Raw records
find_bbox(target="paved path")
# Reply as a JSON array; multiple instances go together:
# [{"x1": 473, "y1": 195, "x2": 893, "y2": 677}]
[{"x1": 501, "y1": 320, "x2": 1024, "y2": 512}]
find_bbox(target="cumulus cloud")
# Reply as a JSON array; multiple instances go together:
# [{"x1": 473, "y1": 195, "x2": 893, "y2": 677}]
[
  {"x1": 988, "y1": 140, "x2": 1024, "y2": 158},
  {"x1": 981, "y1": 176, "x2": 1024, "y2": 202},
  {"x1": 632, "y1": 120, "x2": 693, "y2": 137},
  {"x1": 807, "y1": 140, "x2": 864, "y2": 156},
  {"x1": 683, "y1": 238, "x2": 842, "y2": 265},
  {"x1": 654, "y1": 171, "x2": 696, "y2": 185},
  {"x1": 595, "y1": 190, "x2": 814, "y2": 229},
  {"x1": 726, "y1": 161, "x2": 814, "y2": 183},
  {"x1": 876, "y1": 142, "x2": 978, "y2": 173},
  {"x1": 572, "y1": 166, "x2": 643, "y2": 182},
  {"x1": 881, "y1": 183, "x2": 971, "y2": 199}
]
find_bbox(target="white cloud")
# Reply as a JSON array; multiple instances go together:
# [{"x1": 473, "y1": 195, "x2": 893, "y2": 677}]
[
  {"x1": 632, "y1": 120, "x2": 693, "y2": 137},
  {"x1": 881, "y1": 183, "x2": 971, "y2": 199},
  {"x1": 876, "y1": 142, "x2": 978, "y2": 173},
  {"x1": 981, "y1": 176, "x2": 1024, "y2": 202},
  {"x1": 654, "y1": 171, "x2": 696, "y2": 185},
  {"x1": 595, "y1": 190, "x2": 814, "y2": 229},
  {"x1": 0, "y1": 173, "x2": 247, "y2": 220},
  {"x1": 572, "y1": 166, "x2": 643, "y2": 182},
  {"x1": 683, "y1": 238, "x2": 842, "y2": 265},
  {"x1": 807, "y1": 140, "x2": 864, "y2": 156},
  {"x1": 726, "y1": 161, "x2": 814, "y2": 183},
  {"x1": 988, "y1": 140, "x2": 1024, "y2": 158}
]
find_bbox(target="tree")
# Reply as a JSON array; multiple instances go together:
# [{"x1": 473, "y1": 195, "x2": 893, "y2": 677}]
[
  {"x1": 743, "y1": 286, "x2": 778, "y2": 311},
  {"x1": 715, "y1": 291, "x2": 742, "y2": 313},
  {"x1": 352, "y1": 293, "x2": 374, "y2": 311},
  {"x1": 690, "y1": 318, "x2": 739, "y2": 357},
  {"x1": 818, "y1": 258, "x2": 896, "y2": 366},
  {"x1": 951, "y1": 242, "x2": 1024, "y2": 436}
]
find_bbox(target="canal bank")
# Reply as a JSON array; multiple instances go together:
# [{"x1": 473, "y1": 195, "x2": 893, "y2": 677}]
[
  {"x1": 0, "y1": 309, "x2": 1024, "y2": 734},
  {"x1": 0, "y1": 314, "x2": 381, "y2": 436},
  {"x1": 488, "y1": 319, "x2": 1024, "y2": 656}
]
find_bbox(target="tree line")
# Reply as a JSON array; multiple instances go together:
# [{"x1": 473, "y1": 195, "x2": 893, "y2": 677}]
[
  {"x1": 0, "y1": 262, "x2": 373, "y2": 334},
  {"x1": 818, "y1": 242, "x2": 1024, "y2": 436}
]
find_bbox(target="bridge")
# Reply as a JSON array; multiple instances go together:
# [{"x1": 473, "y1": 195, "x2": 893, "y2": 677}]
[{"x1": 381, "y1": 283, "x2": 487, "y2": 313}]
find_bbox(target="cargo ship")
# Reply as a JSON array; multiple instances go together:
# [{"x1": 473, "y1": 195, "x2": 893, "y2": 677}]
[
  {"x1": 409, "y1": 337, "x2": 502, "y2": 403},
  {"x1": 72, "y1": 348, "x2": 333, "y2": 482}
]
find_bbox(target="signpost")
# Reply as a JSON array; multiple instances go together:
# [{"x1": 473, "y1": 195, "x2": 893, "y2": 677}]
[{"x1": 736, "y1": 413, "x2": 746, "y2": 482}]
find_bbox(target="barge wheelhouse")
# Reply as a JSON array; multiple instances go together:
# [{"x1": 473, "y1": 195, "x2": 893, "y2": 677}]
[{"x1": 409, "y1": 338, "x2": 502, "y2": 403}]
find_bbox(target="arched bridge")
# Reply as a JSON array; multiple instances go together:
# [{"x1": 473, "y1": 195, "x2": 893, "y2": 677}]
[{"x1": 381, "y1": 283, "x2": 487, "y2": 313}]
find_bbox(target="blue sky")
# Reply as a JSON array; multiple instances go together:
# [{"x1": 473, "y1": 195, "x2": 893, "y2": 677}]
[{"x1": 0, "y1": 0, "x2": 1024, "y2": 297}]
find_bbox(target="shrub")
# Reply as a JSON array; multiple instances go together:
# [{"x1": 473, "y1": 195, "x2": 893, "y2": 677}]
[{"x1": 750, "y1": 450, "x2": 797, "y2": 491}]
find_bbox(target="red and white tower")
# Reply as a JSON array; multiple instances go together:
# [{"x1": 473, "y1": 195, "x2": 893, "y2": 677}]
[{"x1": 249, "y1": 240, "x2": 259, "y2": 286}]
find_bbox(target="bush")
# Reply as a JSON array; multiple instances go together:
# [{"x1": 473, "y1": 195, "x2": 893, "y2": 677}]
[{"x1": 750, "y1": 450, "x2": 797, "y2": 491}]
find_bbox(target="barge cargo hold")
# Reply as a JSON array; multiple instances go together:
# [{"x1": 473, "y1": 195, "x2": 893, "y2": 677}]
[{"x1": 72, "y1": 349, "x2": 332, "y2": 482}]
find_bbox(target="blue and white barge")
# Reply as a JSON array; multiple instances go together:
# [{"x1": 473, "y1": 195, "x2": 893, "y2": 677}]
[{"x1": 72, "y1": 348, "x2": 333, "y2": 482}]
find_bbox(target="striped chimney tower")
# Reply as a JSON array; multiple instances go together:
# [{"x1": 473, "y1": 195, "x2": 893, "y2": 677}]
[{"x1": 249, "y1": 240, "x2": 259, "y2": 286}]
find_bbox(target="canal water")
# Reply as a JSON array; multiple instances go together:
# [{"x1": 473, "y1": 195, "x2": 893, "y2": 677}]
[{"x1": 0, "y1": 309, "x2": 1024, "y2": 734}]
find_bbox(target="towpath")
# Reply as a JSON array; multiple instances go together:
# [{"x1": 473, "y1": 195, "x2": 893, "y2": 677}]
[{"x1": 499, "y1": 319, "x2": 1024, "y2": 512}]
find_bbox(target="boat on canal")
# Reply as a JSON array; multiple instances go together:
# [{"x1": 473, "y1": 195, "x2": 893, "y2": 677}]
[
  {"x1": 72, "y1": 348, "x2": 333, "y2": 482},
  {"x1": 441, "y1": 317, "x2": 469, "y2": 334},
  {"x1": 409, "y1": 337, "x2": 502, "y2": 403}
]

Problem requirements
Please report every line of the records above that contains the word "blue", copying each such line in full.

Correct answer
find_bbox(target="blue sky")
find_bbox(target="blue and white barge")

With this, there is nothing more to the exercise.